■ **WHAT IS REQUIRED**
The expected answer is the data below, printed verbatim without its pictures.

*** Opening RECORD EXCERPTS ***

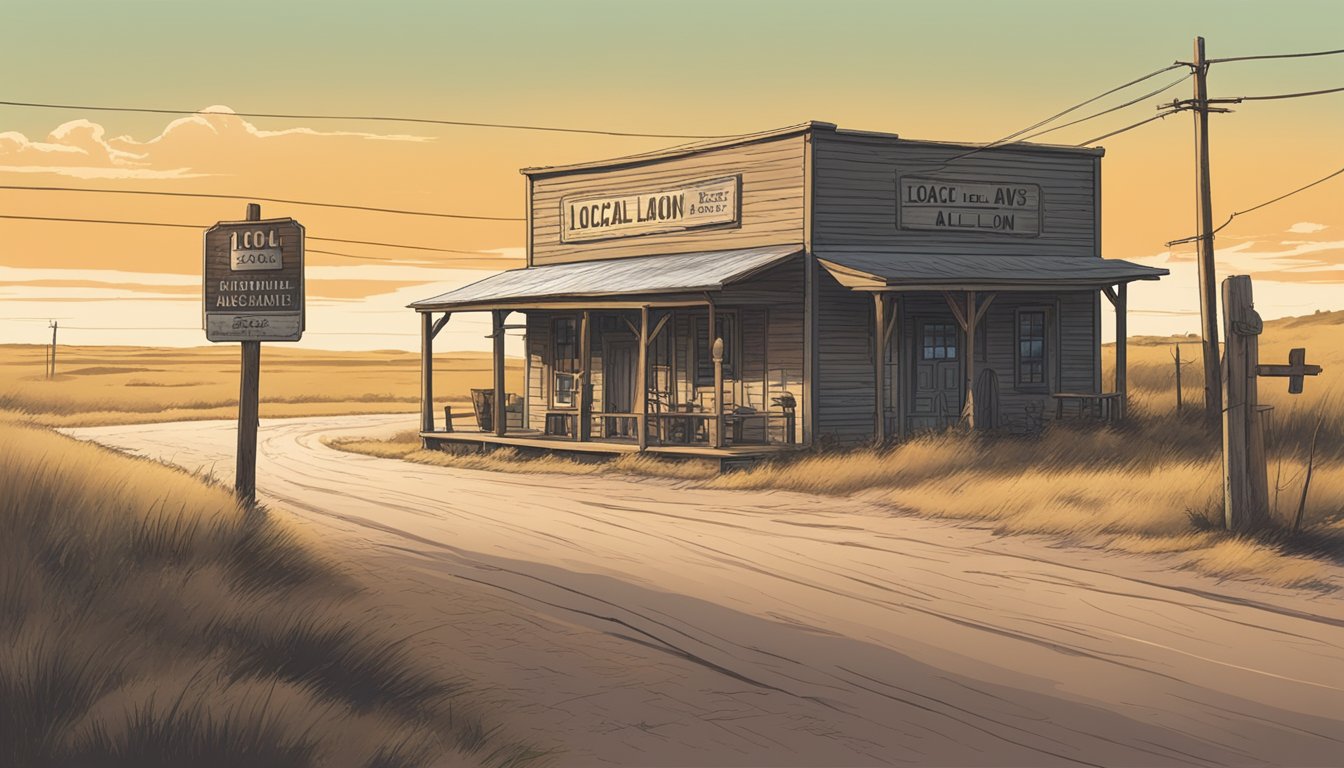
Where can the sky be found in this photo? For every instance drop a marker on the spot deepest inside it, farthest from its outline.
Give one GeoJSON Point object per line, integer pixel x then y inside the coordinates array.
{"type": "Point", "coordinates": [950, 70]}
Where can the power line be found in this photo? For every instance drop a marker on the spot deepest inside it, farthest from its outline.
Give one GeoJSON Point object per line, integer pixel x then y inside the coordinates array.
{"type": "Point", "coordinates": [359, 117]}
{"type": "Point", "coordinates": [1074, 108]}
{"type": "Point", "coordinates": [1304, 187]}
{"type": "Point", "coordinates": [221, 197]}
{"type": "Point", "coordinates": [198, 227]}
{"type": "Point", "coordinates": [1239, 98]}
{"type": "Point", "coordinates": [1159, 116]}
{"type": "Point", "coordinates": [1152, 93]}
{"type": "Point", "coordinates": [1274, 57]}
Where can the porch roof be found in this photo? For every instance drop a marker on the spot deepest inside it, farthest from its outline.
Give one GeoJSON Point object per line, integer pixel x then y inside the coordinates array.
{"type": "Point", "coordinates": [639, 275]}
{"type": "Point", "coordinates": [872, 268]}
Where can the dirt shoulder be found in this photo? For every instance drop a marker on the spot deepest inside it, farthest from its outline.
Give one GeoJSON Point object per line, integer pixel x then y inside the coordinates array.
{"type": "Point", "coordinates": [655, 623]}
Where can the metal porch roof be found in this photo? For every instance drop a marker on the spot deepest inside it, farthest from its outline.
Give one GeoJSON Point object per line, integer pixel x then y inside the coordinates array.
{"type": "Point", "coordinates": [637, 275]}
{"type": "Point", "coordinates": [874, 268]}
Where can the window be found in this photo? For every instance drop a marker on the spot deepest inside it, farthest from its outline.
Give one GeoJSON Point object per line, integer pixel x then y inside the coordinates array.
{"type": "Point", "coordinates": [938, 342]}
{"type": "Point", "coordinates": [1031, 350]}
{"type": "Point", "coordinates": [725, 327]}
{"type": "Point", "coordinates": [565, 361]}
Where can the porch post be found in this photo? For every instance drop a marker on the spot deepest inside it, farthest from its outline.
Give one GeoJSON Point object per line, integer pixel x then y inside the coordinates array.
{"type": "Point", "coordinates": [1121, 353]}
{"type": "Point", "coordinates": [641, 394]}
{"type": "Point", "coordinates": [500, 414]}
{"type": "Point", "coordinates": [717, 423]}
{"type": "Point", "coordinates": [968, 412]}
{"type": "Point", "coordinates": [426, 371]}
{"type": "Point", "coordinates": [583, 429]}
{"type": "Point", "coordinates": [879, 366]}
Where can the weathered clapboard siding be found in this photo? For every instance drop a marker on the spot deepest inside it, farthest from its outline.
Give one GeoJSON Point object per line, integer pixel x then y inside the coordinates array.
{"type": "Point", "coordinates": [844, 363]}
{"type": "Point", "coordinates": [770, 209]}
{"type": "Point", "coordinates": [855, 180]}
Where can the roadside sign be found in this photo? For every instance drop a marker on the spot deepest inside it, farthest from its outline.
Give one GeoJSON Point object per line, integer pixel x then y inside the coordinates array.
{"type": "Point", "coordinates": [254, 281]}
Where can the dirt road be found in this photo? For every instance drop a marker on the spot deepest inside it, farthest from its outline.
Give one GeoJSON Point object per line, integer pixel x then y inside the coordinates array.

*** Closing RECORD EXCERPTS ***

■ **RESULT**
Where can the sky be found in this photo? For every instance drop a marker on the spot deepest inside it, farthest from its outline.
Give one GeoJSON Point object per line, integer pixel x then y inside the coordinates array.
{"type": "Point", "coordinates": [950, 70]}
Where can the power line be found in this photo? For every instance drop a marker on the spot deepest inside it, farthest from its outline.
Give one GeoJSON Point object per line, integer pixel x then y inside the coordinates array.
{"type": "Point", "coordinates": [359, 117]}
{"type": "Point", "coordinates": [1074, 108]}
{"type": "Point", "coordinates": [1304, 187]}
{"type": "Point", "coordinates": [221, 197]}
{"type": "Point", "coordinates": [198, 227]}
{"type": "Point", "coordinates": [1239, 98]}
{"type": "Point", "coordinates": [1159, 116]}
{"type": "Point", "coordinates": [1152, 93]}
{"type": "Point", "coordinates": [1274, 57]}
Where can the porch roof be found in this photo? For every instance drop a marker on the spot deepest inside it, farthest from its outline.
Give one GeoJSON Point object per line, integer pixel x then y inside the coordinates array.
{"type": "Point", "coordinates": [639, 275]}
{"type": "Point", "coordinates": [872, 268]}
Where can the dirt shoulder be found in this photo? For every instance drop a marker on the spot deepest inside it, farthest from its outline.
Give one GeoJSON Point object per line, integer pixel x then y inside the coordinates array.
{"type": "Point", "coordinates": [655, 623]}
Where can the metal porch roof be found in this photo? For every instance drop a marker on the spot deepest inside it, farthest from its outline.
Give one GeoJSON Point object per line, integer pixel x then y inside the coordinates array.
{"type": "Point", "coordinates": [637, 275]}
{"type": "Point", "coordinates": [874, 268]}
Where can the window be found in this photo? For every instance drop a marker on the spot deepest inside it, farthest from its outline.
Give one GeoJSON Point object per line, integer pixel x then y inside the coordinates array.
{"type": "Point", "coordinates": [938, 342]}
{"type": "Point", "coordinates": [1031, 350]}
{"type": "Point", "coordinates": [725, 327]}
{"type": "Point", "coordinates": [565, 361]}
Where can the porch post be found in this photo? For every instance drop a marker on the spot deepest inside it, farthest from its outline.
Give one GeoJSON Point object per line, integer pixel x then y inside the coordinates array.
{"type": "Point", "coordinates": [1121, 353]}
{"type": "Point", "coordinates": [641, 394]}
{"type": "Point", "coordinates": [500, 414]}
{"type": "Point", "coordinates": [717, 423]}
{"type": "Point", "coordinates": [968, 412]}
{"type": "Point", "coordinates": [426, 371]}
{"type": "Point", "coordinates": [583, 429]}
{"type": "Point", "coordinates": [879, 366]}
Where can the weathered clapboard siding be found in this photo? For every instance drop a marker on the spot deepest inside it, farthest from its outline.
Give one GeoJSON Point object per line, integer pixel x then y inside the coordinates array.
{"type": "Point", "coordinates": [844, 363]}
{"type": "Point", "coordinates": [770, 209]}
{"type": "Point", "coordinates": [855, 180]}
Where can the roadside sign be found in this photo? For every instance drop a marker on the spot deepest inside it, farthest from its outline.
Give one GeoJSON Point object per line, integer pixel x then y inside the coordinates array.
{"type": "Point", "coordinates": [254, 281]}
Where can the dirt road be found in this photo? For every instance drop a marker on the spot deepest inside it, farthest from its outline.
Give one GeoJSON Point object per line, integer pixel x then y inside the coordinates array.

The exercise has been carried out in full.